*Supplied passage:*
━━━━━━━━━━━━━━━━

Considering the patient's and the family's goals is always crucial in medicine, but is especially so near the end of life. Goals are not defined so much by cure rates as by what is important to a patient and the family. Good palliative care recognizes that hope might exist, but also tries to establish achievable goals and hopes for patients. Documentation is necessary to establish the patient's wishes and to ensure those wishes are carried out.


Living Wills and Durable Health Care Powers of Attorney can provide physicians with guidance and an identified decision-maker when a patient cannot fully participate in health care choices.

In a Living Will, a person indicates his preferences for medical care in the event of a serious accident or illness. This document describes the measures a person wants or does not want as a means of prolonging life. There are limitations to a Living Will because it does not permit a health care provider to stop a feeding tube or artificial means of prolonging life.

A Durable Health Care Power of Attorney designates an agent who can make such decisions for a patient should he become unable or incapacitated. The Arizona Attorney General web site has a thorough explanation of who cannot be an agent, but it must be someone other than a relative by blood, adoption or marriage who would not benefit from the patient's death. The agent needs the ability to make an independent decision, so he or she cannot be a health care giver. A patient can name an alternate agent in case the first choice is unable, unwilling or unavailable to act.


Anyone 18 or older can and should draw up a Living Will and complete the form for a Durable Health Care Power of Attorney. Physicians can play an important role in initiating and guiding the advance care planning process by making it a routine part of care for all patients. The state Attorney General's web site has downloadable forms for a Living Will and a Durable Health Care Power of Attorney that physicians can print for their patients. This process ultimately can benefit patients because it can provide them with a sense of control and peace of mind with regard to their future health care.

Also, physicians should not overlook developing their own advance care directives if they plan to advise patients to prepare them.

Notice: The Arizona Medical Board is providing this information only for patient convenience and should not be interpreted as legal advice nor relied upon to properly execute the referenced documents. Readers are encouraged to obtain legal advice to answer any questions.

━━━━━━━━━━━━━━━━

*Provided information:*

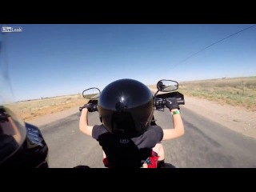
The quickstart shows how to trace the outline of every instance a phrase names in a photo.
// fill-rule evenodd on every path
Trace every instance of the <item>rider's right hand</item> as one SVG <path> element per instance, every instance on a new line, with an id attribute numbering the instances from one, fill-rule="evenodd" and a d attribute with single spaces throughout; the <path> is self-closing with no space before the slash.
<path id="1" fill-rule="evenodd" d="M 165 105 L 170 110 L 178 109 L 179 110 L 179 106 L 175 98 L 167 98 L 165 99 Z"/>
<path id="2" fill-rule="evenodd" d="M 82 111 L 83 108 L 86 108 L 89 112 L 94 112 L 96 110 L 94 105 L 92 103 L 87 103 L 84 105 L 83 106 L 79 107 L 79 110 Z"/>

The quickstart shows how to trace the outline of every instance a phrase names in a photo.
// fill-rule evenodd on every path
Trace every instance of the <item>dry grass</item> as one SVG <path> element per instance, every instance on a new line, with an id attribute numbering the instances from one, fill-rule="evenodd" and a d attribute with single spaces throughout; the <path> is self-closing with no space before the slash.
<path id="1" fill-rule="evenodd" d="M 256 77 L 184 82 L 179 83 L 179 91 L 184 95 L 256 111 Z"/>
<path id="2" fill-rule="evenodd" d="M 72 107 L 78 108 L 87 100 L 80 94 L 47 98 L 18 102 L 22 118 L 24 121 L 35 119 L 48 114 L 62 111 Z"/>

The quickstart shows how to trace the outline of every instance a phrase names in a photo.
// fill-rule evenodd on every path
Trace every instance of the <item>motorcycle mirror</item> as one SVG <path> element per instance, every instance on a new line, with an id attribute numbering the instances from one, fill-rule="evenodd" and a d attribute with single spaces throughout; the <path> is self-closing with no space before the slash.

━━━━━━━━━━━━━━━━

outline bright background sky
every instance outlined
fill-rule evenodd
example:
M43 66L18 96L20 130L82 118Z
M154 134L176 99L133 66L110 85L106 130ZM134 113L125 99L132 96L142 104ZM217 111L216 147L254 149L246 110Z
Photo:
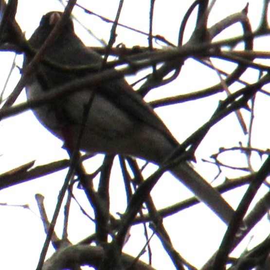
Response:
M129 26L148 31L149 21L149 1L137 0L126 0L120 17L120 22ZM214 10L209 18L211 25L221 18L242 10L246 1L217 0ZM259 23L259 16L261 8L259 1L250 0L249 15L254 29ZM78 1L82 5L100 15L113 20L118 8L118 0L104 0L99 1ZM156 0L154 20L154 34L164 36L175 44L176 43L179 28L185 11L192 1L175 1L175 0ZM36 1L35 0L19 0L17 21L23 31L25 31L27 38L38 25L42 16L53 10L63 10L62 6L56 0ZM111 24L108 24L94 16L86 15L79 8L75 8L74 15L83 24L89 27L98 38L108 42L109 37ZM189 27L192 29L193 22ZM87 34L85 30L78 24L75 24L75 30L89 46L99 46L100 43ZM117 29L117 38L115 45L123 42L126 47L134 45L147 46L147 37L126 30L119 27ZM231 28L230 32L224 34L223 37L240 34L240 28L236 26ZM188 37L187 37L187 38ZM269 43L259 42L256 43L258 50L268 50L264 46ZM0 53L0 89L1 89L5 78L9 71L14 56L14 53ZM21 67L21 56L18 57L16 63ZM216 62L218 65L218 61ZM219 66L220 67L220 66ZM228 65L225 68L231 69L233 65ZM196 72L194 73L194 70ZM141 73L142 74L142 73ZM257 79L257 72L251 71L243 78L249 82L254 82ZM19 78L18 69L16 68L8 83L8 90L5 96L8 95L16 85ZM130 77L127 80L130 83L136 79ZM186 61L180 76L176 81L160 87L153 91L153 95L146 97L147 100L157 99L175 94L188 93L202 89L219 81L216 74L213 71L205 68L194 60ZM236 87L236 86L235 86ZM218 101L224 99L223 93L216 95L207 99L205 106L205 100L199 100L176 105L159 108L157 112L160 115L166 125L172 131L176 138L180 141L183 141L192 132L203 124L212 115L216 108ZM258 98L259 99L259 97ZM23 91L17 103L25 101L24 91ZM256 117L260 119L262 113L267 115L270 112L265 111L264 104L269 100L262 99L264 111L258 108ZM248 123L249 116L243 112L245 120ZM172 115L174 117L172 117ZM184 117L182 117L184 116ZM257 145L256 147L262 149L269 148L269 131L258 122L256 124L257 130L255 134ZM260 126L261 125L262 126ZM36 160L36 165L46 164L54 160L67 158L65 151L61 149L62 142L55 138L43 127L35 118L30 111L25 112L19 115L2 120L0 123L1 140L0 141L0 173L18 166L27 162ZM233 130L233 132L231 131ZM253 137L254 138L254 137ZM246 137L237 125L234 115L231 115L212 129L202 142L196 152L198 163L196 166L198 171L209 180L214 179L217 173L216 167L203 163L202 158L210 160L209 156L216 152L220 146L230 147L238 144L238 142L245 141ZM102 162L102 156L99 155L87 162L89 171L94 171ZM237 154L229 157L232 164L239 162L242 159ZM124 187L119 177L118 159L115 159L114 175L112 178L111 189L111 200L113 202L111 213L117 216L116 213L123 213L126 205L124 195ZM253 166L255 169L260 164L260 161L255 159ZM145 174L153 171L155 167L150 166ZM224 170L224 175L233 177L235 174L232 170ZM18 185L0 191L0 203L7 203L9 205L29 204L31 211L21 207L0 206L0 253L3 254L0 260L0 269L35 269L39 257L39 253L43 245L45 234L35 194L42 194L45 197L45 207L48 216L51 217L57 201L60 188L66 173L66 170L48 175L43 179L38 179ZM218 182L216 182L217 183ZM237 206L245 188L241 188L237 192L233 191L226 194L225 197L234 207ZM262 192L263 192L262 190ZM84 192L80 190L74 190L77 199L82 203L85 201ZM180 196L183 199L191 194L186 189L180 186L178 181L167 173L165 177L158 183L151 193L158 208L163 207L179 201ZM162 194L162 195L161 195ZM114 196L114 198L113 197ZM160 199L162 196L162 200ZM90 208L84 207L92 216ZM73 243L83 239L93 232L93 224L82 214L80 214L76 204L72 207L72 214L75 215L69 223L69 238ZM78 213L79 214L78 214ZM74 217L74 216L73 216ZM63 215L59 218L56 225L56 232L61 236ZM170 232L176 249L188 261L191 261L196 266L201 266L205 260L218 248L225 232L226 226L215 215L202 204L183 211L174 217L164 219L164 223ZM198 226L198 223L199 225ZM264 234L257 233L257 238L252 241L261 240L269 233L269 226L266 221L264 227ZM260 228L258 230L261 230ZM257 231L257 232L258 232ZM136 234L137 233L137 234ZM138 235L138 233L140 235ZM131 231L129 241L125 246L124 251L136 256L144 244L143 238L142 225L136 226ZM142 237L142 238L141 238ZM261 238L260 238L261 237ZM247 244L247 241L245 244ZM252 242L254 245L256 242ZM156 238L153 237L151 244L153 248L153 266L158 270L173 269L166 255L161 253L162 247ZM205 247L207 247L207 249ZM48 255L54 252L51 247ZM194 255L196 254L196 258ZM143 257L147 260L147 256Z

━━━━━━━━━━━━━━━━

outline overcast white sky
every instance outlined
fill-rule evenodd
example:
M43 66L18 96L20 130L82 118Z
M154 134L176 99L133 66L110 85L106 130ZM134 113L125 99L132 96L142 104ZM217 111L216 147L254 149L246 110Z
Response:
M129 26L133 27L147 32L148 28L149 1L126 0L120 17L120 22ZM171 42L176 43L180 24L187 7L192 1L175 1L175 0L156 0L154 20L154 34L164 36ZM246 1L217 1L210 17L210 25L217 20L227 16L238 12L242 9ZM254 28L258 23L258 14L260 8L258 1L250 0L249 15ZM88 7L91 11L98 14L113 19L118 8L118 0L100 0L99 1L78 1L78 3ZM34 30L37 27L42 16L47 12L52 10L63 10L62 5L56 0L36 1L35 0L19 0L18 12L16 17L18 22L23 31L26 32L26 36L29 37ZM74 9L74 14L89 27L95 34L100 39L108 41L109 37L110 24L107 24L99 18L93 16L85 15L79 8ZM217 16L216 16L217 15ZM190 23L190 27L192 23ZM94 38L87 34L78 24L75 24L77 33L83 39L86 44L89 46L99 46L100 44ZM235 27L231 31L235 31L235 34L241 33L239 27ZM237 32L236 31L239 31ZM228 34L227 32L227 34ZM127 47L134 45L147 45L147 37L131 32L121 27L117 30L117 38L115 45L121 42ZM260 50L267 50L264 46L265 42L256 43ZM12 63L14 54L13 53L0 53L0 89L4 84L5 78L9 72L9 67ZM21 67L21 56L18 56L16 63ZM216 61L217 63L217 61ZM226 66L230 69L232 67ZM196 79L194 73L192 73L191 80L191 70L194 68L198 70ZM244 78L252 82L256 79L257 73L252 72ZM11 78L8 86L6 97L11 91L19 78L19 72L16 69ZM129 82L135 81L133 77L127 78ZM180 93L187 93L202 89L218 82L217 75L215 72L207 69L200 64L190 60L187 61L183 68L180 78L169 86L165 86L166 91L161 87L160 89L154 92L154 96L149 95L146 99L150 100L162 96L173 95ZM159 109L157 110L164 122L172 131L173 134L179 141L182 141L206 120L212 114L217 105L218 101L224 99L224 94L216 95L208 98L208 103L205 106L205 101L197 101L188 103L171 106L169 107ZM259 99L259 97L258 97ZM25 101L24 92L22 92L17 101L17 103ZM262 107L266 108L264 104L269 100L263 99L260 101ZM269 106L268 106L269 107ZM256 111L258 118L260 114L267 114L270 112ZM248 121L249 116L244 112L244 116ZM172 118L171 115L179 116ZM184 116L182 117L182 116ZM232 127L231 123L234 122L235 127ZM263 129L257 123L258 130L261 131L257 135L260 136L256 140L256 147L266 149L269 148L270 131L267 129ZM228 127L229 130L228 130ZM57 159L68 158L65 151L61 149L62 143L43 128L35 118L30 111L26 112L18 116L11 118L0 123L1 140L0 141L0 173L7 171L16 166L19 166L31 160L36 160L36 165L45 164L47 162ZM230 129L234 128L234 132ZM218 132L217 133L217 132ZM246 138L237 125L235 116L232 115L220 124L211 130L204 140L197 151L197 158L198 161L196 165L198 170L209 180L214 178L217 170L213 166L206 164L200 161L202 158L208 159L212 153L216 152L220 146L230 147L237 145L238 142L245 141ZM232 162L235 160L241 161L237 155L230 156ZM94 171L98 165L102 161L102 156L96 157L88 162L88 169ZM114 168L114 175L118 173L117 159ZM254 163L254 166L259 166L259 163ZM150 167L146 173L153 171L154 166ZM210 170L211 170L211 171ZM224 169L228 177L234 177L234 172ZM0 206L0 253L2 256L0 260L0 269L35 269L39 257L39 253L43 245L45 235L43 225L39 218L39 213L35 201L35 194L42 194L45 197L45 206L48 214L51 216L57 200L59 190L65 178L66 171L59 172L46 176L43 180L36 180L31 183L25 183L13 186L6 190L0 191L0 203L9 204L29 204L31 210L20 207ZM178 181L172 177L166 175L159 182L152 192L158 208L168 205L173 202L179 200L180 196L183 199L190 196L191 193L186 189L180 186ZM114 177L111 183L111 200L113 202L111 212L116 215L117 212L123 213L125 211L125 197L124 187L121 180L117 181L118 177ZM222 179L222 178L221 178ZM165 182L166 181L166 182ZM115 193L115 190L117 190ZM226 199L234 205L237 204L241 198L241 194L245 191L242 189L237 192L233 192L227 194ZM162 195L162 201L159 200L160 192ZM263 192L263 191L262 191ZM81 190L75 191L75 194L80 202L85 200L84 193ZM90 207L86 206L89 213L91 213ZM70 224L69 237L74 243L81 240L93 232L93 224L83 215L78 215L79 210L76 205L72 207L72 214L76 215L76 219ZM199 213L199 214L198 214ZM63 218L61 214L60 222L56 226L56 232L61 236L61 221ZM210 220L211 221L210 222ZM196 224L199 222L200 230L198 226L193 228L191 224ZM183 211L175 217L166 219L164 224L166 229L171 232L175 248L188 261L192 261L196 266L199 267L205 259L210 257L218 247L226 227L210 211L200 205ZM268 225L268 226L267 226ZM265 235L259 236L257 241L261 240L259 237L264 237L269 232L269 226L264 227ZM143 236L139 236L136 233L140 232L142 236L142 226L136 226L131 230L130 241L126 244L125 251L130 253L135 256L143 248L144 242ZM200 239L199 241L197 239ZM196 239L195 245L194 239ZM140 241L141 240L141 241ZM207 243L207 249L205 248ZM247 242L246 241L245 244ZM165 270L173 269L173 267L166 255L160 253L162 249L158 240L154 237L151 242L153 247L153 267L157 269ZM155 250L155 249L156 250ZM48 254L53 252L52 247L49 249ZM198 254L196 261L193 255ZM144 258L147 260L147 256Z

━━━━━━━━━━━━━━━━

*Exercise goal:*
Answer these questions using the text on advance care planning.
(a) From what age can a person draw up a Living Will?
(b) What does a Living Will not permit a health care provider to do?
(c) Whom can a patient name in case the first agent is unable, unwilling or unavailable to act?

*Solution for this task:*
(a) From age 18.
(b) It does not permit a health care provider to stop a feeding tube or artificial means of prolonging life.
(c) An alternate agent.